Work item: Down to the final line, write out the data below exactly.

Data in this exercise:
- - - - - - -

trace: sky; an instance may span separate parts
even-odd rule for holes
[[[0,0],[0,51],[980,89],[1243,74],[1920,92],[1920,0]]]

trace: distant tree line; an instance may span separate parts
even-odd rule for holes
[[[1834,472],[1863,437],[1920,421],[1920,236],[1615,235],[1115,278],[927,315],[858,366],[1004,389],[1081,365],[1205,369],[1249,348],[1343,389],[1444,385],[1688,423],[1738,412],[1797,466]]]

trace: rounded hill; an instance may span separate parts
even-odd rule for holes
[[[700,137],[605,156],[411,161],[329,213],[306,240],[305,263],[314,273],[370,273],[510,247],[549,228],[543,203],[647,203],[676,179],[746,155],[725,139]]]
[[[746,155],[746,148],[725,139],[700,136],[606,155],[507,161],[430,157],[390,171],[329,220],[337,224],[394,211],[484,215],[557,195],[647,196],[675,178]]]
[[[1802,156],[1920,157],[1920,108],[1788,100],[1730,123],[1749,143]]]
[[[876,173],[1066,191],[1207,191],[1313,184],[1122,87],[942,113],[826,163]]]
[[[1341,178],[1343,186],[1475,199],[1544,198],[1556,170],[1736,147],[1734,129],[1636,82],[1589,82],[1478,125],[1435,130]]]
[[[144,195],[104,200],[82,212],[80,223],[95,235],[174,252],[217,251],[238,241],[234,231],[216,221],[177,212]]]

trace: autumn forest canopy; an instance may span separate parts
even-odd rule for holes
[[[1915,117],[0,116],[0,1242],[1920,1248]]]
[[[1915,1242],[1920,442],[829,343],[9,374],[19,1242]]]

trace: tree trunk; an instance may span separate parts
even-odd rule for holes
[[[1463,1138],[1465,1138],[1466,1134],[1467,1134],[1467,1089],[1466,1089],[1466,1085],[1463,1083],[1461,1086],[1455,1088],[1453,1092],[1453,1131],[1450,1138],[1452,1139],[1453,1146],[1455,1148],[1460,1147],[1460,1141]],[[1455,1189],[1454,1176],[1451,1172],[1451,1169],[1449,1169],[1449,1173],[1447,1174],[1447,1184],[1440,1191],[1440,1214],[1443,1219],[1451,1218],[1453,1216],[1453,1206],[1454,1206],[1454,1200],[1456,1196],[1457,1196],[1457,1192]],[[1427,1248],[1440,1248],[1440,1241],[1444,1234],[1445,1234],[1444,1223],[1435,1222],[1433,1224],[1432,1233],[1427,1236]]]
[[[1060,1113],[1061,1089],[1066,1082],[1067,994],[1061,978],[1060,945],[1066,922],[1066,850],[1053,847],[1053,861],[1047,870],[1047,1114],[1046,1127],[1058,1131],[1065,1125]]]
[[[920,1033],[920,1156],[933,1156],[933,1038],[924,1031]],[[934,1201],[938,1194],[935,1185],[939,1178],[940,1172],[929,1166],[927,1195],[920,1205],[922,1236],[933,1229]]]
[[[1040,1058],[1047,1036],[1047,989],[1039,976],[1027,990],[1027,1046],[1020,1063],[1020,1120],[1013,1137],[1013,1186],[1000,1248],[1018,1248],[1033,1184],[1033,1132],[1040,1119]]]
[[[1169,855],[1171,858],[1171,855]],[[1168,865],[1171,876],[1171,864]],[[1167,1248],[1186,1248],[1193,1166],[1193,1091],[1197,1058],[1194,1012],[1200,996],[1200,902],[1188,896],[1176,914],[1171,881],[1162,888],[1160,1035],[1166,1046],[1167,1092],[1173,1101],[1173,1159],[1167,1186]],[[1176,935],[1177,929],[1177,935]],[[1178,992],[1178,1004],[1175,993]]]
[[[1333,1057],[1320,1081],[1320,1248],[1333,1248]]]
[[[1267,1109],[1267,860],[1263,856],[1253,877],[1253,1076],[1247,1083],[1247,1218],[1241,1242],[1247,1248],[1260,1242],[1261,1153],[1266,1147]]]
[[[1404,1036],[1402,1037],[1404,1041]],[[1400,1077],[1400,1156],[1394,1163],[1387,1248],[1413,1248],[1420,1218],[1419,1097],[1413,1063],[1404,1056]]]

- - - - - - -

Task response:
trace: sky; an instance may span separate parts
even-odd rule for holes
[[[0,0],[0,51],[980,89],[1243,74],[1920,92],[1920,0]]]

trace: distant tree line; an instance may span separate parts
even-odd rule for holes
[[[1834,472],[1863,437],[1920,421],[1920,236],[1615,235],[1115,278],[927,315],[858,366],[1004,389],[1081,365],[1205,369],[1249,348],[1343,389],[1444,385],[1688,423],[1738,412],[1797,466]]]

trace: rounded hill; an instance may span separate parts
even-odd rule for holes
[[[700,137],[605,156],[411,161],[329,213],[306,240],[305,263],[314,273],[370,273],[510,247],[549,228],[543,203],[647,203],[676,179],[746,155],[725,139]]]
[[[746,155],[746,148],[725,139],[700,136],[606,155],[507,161],[430,157],[390,171],[329,220],[337,224],[394,211],[484,215],[557,195],[647,196],[675,178]]]
[[[1802,156],[1920,157],[1920,108],[1788,100],[1730,123],[1749,143]]]
[[[876,173],[1066,191],[1207,191],[1313,184],[1122,87],[942,113],[826,163]]]
[[[1341,178],[1343,186],[1475,199],[1544,198],[1556,170],[1736,147],[1734,129],[1636,82],[1589,82],[1478,125],[1435,130]]]
[[[144,195],[104,200],[82,212],[80,223],[95,235],[174,252],[217,251],[238,241],[234,231],[216,221],[177,212]]]

trace: autumn forest canopy; an instance may span separate parts
even-odd rule for holes
[[[1915,117],[0,116],[0,1242],[1920,1248]]]
[[[1915,1242],[1920,442],[829,343],[9,374],[19,1242]]]

trace: tree trunk; an instance may span separate parts
even-odd rule for holes
[[[1463,1138],[1465,1138],[1466,1134],[1467,1134],[1467,1089],[1466,1089],[1466,1085],[1463,1083],[1461,1086],[1455,1088],[1453,1092],[1453,1131],[1450,1138],[1452,1139],[1453,1146],[1455,1148],[1460,1147],[1460,1141]],[[1455,1189],[1454,1176],[1451,1172],[1451,1169],[1449,1169],[1449,1173],[1447,1174],[1447,1184],[1440,1191],[1440,1214],[1443,1219],[1451,1218],[1453,1216],[1453,1206],[1454,1206],[1454,1200],[1456,1196],[1457,1196],[1457,1192]],[[1427,1248],[1440,1248],[1440,1241],[1444,1234],[1445,1234],[1444,1223],[1435,1222],[1433,1224],[1432,1233],[1427,1236]]]
[[[1060,1113],[1061,1089],[1066,1082],[1067,994],[1061,978],[1060,945],[1066,922],[1066,850],[1053,847],[1053,861],[1047,870],[1047,1114],[1046,1127],[1058,1131],[1065,1125]]]
[[[920,1033],[920,1156],[933,1156],[933,1038],[924,1031]],[[934,1201],[938,1194],[935,1185],[939,1178],[940,1172],[929,1166],[927,1195],[920,1205],[922,1236],[933,1229]]]
[[[1040,1058],[1047,1036],[1047,989],[1039,976],[1027,990],[1027,1046],[1020,1063],[1020,1120],[1013,1137],[1013,1186],[1000,1248],[1018,1248],[1033,1184],[1033,1132],[1040,1119]]]
[[[1169,855],[1171,858],[1171,855]],[[1168,865],[1171,876],[1171,864]],[[1167,1248],[1186,1248],[1193,1166],[1193,1091],[1197,1058],[1194,1012],[1200,996],[1200,902],[1188,896],[1176,914],[1171,881],[1162,888],[1160,1035],[1166,1046],[1167,1092],[1173,1101],[1173,1159],[1167,1186]],[[1176,935],[1177,929],[1177,935]],[[1178,992],[1178,1004],[1175,993]]]
[[[1333,1057],[1320,1081],[1320,1248],[1333,1248]]]
[[[1267,1109],[1267,860],[1263,856],[1253,877],[1253,1076],[1247,1083],[1247,1218],[1241,1242],[1247,1248],[1260,1242],[1261,1153],[1266,1147]]]
[[[1404,1036],[1402,1037],[1404,1041]],[[1400,1077],[1400,1156],[1394,1163],[1387,1248],[1413,1248],[1420,1218],[1419,1097],[1413,1063],[1404,1056]]]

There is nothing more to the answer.